» What to work on
Here the job is to transcribe the data verbatim while leaving each picture out.

====

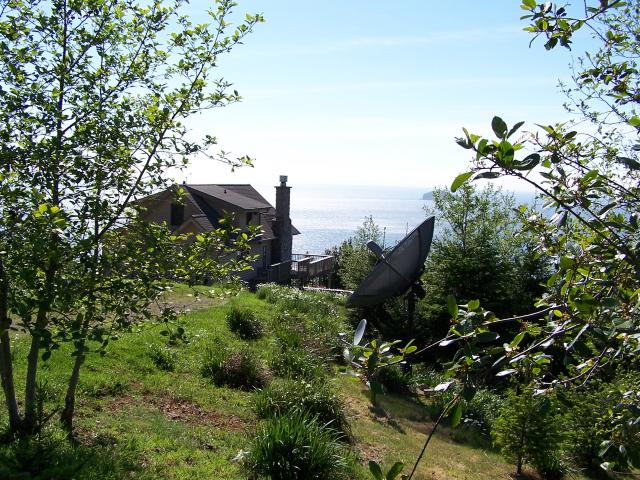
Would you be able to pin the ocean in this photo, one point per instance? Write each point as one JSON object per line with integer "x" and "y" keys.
{"x": 328, "y": 215}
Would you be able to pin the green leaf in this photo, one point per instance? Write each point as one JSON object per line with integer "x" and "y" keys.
{"x": 457, "y": 415}
{"x": 452, "y": 306}
{"x": 630, "y": 163}
{"x": 567, "y": 262}
{"x": 468, "y": 392}
{"x": 515, "y": 128}
{"x": 499, "y": 127}
{"x": 487, "y": 337}
{"x": 487, "y": 175}
{"x": 604, "y": 447}
{"x": 375, "y": 470}
{"x": 460, "y": 180}
{"x": 517, "y": 339}
{"x": 395, "y": 470}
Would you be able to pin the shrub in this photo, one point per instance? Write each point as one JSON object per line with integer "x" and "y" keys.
{"x": 244, "y": 323}
{"x": 317, "y": 399}
{"x": 295, "y": 356}
{"x": 589, "y": 423}
{"x": 526, "y": 430}
{"x": 297, "y": 447}
{"x": 233, "y": 368}
{"x": 483, "y": 410}
{"x": 550, "y": 465}
{"x": 296, "y": 300}
{"x": 265, "y": 292}
{"x": 296, "y": 363}
{"x": 394, "y": 380}
{"x": 162, "y": 357}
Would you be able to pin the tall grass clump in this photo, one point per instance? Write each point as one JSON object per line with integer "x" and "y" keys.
{"x": 297, "y": 447}
{"x": 295, "y": 357}
{"x": 233, "y": 367}
{"x": 296, "y": 300}
{"x": 163, "y": 357}
{"x": 317, "y": 399}
{"x": 394, "y": 380}
{"x": 244, "y": 323}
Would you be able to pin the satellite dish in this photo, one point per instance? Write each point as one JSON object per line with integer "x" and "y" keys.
{"x": 397, "y": 271}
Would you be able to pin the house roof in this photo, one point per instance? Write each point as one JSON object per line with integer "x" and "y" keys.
{"x": 242, "y": 196}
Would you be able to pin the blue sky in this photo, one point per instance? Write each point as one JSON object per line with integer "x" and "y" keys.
{"x": 374, "y": 93}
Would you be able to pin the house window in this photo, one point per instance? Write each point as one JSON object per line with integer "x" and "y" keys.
{"x": 177, "y": 214}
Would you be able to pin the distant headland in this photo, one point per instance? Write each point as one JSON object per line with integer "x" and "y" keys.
{"x": 427, "y": 196}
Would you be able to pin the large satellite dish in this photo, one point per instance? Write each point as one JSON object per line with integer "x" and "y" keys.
{"x": 397, "y": 271}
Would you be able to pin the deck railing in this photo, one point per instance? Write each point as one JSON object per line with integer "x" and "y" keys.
{"x": 303, "y": 266}
{"x": 307, "y": 266}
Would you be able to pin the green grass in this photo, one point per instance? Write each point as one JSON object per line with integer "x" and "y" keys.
{"x": 136, "y": 420}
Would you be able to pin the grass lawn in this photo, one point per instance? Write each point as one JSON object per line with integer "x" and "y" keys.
{"x": 135, "y": 420}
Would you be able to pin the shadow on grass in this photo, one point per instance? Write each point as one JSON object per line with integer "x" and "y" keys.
{"x": 52, "y": 456}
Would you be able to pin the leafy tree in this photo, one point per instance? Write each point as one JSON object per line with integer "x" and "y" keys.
{"x": 93, "y": 99}
{"x": 526, "y": 429}
{"x": 354, "y": 260}
{"x": 588, "y": 173}
{"x": 480, "y": 253}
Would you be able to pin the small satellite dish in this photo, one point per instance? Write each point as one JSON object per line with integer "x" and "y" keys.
{"x": 398, "y": 270}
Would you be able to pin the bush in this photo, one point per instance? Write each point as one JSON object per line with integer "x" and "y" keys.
{"x": 550, "y": 465}
{"x": 588, "y": 423}
{"x": 295, "y": 357}
{"x": 296, "y": 363}
{"x": 297, "y": 447}
{"x": 162, "y": 357}
{"x": 233, "y": 368}
{"x": 317, "y": 399}
{"x": 526, "y": 430}
{"x": 483, "y": 410}
{"x": 244, "y": 323}
{"x": 296, "y": 300}
{"x": 394, "y": 380}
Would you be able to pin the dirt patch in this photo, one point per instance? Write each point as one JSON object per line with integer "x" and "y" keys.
{"x": 422, "y": 427}
{"x": 370, "y": 451}
{"x": 182, "y": 410}
{"x": 187, "y": 303}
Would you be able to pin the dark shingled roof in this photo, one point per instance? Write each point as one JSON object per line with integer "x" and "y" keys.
{"x": 242, "y": 196}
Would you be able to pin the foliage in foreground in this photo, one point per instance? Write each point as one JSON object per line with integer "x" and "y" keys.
{"x": 236, "y": 367}
{"x": 92, "y": 112}
{"x": 317, "y": 399}
{"x": 297, "y": 447}
{"x": 527, "y": 431}
{"x": 244, "y": 323}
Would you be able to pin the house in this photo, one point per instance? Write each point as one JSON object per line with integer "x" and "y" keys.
{"x": 203, "y": 205}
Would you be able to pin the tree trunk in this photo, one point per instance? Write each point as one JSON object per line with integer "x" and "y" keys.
{"x": 66, "y": 418}
{"x": 6, "y": 365}
{"x": 29, "y": 425}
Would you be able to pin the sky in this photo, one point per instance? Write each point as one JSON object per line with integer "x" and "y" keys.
{"x": 348, "y": 92}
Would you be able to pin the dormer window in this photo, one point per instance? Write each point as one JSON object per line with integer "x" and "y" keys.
{"x": 177, "y": 214}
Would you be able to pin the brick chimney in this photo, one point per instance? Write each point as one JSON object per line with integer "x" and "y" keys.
{"x": 284, "y": 243}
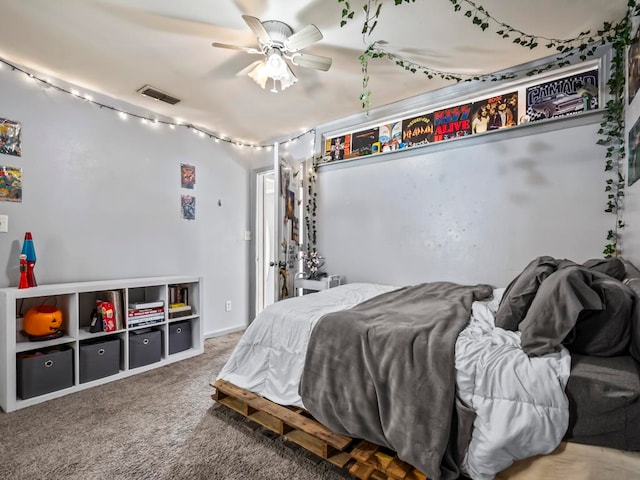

====

» Response
Would you be able to pin the ocean in this photo, one point per instance? Write each point as one JSON object per line with integer "x" and "y" keys.
{"x": 328, "y": 215}
Would you be able to pin the green leaf in this photo, one point per instance? Write each point as one JSON object per line with integer "x" and "y" keys.
{"x": 457, "y": 415}
{"x": 452, "y": 306}
{"x": 630, "y": 163}
{"x": 567, "y": 262}
{"x": 468, "y": 392}
{"x": 515, "y": 128}
{"x": 499, "y": 127}
{"x": 487, "y": 337}
{"x": 487, "y": 175}
{"x": 604, "y": 447}
{"x": 375, "y": 470}
{"x": 460, "y": 180}
{"x": 517, "y": 339}
{"x": 395, "y": 470}
Would you be able to pin the shrub in this photo, one point per instance? Write each point as one JSON object per line with integer "x" and "y" keys.
{"x": 244, "y": 323}
{"x": 317, "y": 399}
{"x": 295, "y": 356}
{"x": 589, "y": 423}
{"x": 526, "y": 430}
{"x": 297, "y": 447}
{"x": 233, "y": 368}
{"x": 483, "y": 410}
{"x": 550, "y": 465}
{"x": 296, "y": 300}
{"x": 265, "y": 292}
{"x": 296, "y": 363}
{"x": 394, "y": 380}
{"x": 162, "y": 357}
Would you be able to pin the tall grass clump in this photo, one point per instance? Write each point as one JSON object per line with integer "x" and "y" keys.
{"x": 297, "y": 447}
{"x": 295, "y": 357}
{"x": 233, "y": 367}
{"x": 296, "y": 300}
{"x": 163, "y": 357}
{"x": 317, "y": 399}
{"x": 394, "y": 380}
{"x": 244, "y": 323}
Would you be able to pin the satellite dish in this photo, one point per instance? Write each point as one JSON object per line with integer "x" and "y" keys.
{"x": 397, "y": 271}
Would you be able to pin the house roof in this photo, one point per instance? Write each point as one JSON object per line with integer "x" and "y" keys.
{"x": 242, "y": 196}
Would you be able to pin the blue sky in this photo, one point per instance? Write each point as one JSON object per line with integer "x" and "y" keys.
{"x": 374, "y": 93}
Would you be able to pin the house window in this photo, one point per instance? Write each point as one JSON object per line with integer "x" and "y" keys.
{"x": 177, "y": 214}
Would you be able to pin the distant headland in this photo, one point per instance? Write each point as one JSON object per line with integer "x" and "y" keys.
{"x": 427, "y": 196}
Would you be able to pin the large satellite dish in this photo, one point per instance? Write each point as one JSON object per line with integer "x" and "y" keys.
{"x": 397, "y": 271}
Would you be able to pin the deck railing in this photo, one point per instance? Write each point as one JSON object per line with integer "x" and "y" keys.
{"x": 303, "y": 266}
{"x": 307, "y": 266}
Would you be able to pin the green grass in this photo, one point per instance? Write each point as one JSON object per line with integer "x" and "y" keys.
{"x": 136, "y": 420}
Would you be able to pin the grass lawn in this photo, one point per instance? Write each point as one JSON object per line with integer "x" and "y" keys.
{"x": 135, "y": 420}
Would you be able to pin the shadow on grass in this photo, one point per instance? Write each point as one JSON object per line with integer "x" and "y" keys.
{"x": 52, "y": 456}
Would you be able to pin the leafy tree in this photo, one point per instance? Write each point as one JSON object per line with integer "x" and "y" keys.
{"x": 93, "y": 99}
{"x": 526, "y": 429}
{"x": 354, "y": 260}
{"x": 588, "y": 173}
{"x": 480, "y": 253}
Would you be able to pin the small satellite dish in this photo, one point per instance? Write each point as one JSON object per line with integer "x" and "y" keys.
{"x": 398, "y": 270}
Would you be able to pin the bush in this photo, one point per instance? Write each point as one JSON object per line with integer "x" and "y" keys.
{"x": 550, "y": 465}
{"x": 588, "y": 423}
{"x": 295, "y": 357}
{"x": 296, "y": 363}
{"x": 297, "y": 447}
{"x": 162, "y": 357}
{"x": 233, "y": 368}
{"x": 317, "y": 399}
{"x": 526, "y": 430}
{"x": 483, "y": 410}
{"x": 244, "y": 323}
{"x": 296, "y": 300}
{"x": 394, "y": 380}
Would you be able to pin the dirt patch in this photo, one point per instance? Write each point as one JSON object per line with integer "x" and "y" keys.
{"x": 422, "y": 427}
{"x": 370, "y": 451}
{"x": 182, "y": 410}
{"x": 187, "y": 303}
Would you be able to pin the dark shingled roof in this photo, one point per instance? Write each point as one JSON object per line with integer "x" and "y" keys.
{"x": 242, "y": 196}
Would you be able to pin the foliage in foreground in this photo, one point per instance? Write each point as one JSON object per line with integer "x" and "y" keys.
{"x": 236, "y": 367}
{"x": 92, "y": 112}
{"x": 317, "y": 399}
{"x": 297, "y": 447}
{"x": 527, "y": 431}
{"x": 244, "y": 323}
Would you be able to pin the house in this photo, one point per instance? Write each point as one JSON object per line with integer "x" and "y" keys.
{"x": 203, "y": 205}
Would you be able to pin the tree trunk in this photo, one point per instance? Write each point as one JSON object per line with integer "x" and "y" keys.
{"x": 66, "y": 418}
{"x": 6, "y": 365}
{"x": 29, "y": 425}
Would you be able to pin the sky in this photo, one point per instance? Write each point as one JSON object per line with integer "x" and "y" keys.
{"x": 348, "y": 92}
Would you be able to pin the dormer window in this photo, one point per instance? Write each point as one JSON object per line with integer "x" and "y" keys.
{"x": 177, "y": 214}
Would you be able to pin the brick chimney in this photo, one point per instance? Write each point as one JSON object per line with integer "x" and "y" keys.
{"x": 284, "y": 243}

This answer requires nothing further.